_EXCERPT_:

= = = =

# Free Kindle book at Amazon: MaidenFlight



## HappyGuy (Nov 3, 2008)

MaidenFlight (Kindle Edition)
by Bianca D'Arc (Author) 

Haven't read it, so can't comment on it, but it's free for the downloading.


----------



## Leslie (Apr 7, 2008)

Thanks for the notice, FearNot! Here's the description:

War is coming for the knights, dragons, and a damsel who is not quite in distress, but finds her heart's desire in the strong men of the Border Lair. A chance meeting with a young male dragon seals the fate of one adventurous female poacher. The dragon's partner, a ruggedly handsome knight named Gareth, takes one look at the shapely woman and decides to do a little poaching of his own.

Sir Gareth not only seduces her, but falls deeply in love with the girl who is not only unafraid of dragons but also possesses the rare gift to hear their silent speech. He wants her for his mate, but mating with a knight is no simple thing. To accept a knight, a woman must also accept the dragon, the dragon's mate... and her knight too.

She is at first shocked, then enticed by the lusty life in the Lair. War is in the making and only the knights and dragons have a chance at ending it before it destroys their land and their lives. But there's nothing a knight enjoys more than a noble quest and winning the heart and trust of a maiden is the noblest quest of all.

= = = =

_DATASET EXTRACT_:
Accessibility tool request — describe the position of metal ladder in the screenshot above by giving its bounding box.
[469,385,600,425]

= = = =

_GIVEN PROBLEM A_:
Rewrite the MaidenFlight thread from "Sir Gareth not" to "her knight too.", swapping "seduces" for "charms".
_GIVEN PROBLEM B_:
Carry on the MaidenFlight thread past its final sentence.

_RESULT A_:
Sir Gareth not only charms her, but falls deeply in love with the girl who is not only unafraid of dragons but also possesses the rare gift to hear their silent speech. He wants her for his mate, but mating with a knight is no simple thing. To accept a knight, a woman must also accept the dragon, the dragon's mate... and her knight too.

_RESULT B_:
This title has been previously published.

*Warning, this title contains explicit sex and menage-a-trois.*


----------



## kindle mom (Nov 2, 2008)

thanks for the description on this one, leslie..i'm so used to hitting the 1-click button without paying attention to content...gonna have to pass this time!..


----------



## Leslie (Apr 7, 2008)

It doesn't sound like my cup of tea, either, but free is free! Here's a link for those who might want to go and grab the book.

MaidenFlight


----------



## Linda Cannon-Mott (Oct 28, 2008)

I was so EXCITED to see "free",   I immediately one-clicked. After reading your description this isn't my cup of tea so I will delete. Thanks for the heads up.

Linda


----------



## Vegas_Asian (Nov 2, 2008)

MaidenFlight (Kindle Edition)
by Bianca D'Arc 
Product Description
War is coming for the knights, dragons, and a damsel who is not quite in distress, but finds her heart's desire in the strong men of the Border Lair. A chance meeting with a young male dragon seals the fate of one adventurous female poacher. The dragon's partner, a ruggedly handsome knight named Gareth, takes one look at the shapely woman and decides to do a little poaching of his own. 
Sir Gareth not only seduces her, but falls deeply in love with the girl who is not only unafraid of dragons but also possesses the rare gift to hear their silent speech. He wants her for his mate, but mating with a knight is no simple thing. To accept a knight, a woman must also accept the dragon, the dragon's mate... and her knight too.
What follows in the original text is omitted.